• **EXERCISE DIRECTIONS**
Convert every line of the records below into one numbered list, leaving out any blank lines.

• **ROWS**
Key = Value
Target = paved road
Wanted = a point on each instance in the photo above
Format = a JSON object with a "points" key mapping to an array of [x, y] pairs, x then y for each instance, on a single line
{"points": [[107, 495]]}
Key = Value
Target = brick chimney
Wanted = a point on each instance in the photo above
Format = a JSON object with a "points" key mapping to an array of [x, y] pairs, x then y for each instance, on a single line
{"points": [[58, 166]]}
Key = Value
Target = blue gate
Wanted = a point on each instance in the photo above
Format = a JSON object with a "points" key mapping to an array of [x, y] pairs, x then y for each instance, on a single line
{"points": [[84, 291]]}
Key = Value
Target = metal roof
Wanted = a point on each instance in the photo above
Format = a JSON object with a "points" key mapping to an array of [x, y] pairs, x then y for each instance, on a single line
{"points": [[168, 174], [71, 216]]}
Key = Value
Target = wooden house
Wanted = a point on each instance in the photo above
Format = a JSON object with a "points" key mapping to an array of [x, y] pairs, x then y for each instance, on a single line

• **ANSWER FOR THIS EXERCISE**
1. Key = Value
2. Target = paved road
3. Wanted = a point on each instance in the photo above
4. Format = a JSON object with a "points" key mapping to an array of [x, y] pairs, x then y for each instance, on a single line
5. {"points": [[107, 495]]}
6. Key = Value
7. Target = brick chimney
8. Wanted = a point on each instance in the photo above
9. Format = a JSON object with a "points" key mapping to an array of [x, y] pairs, x then y for each instance, on a single line
10. {"points": [[58, 166]]}
11. Key = Value
12. Target = blue gate
13. Wanted = a point on each instance in the photo above
14. Format = a JSON object with a "points" key mapping to an array of [x, y] pairs, x then y for each instance, on a single line
15. {"points": [[84, 291]]}
16. Key = Value
17. Target = metal roof
18. Wanted = a point on each instance in the photo above
19. Format = a JSON object with a "points" key mapping to an array of [x, y] pairs, x then y for each instance, on a single line
20. {"points": [[168, 174], [71, 216]]}
21. Key = Value
22. Target = wooden house
23. Wanted = a point on each instance in the photo above
24. Format = a JSON object with a "points" key mapping to an array of [x, y] pairs, x then y for each instance, on a single line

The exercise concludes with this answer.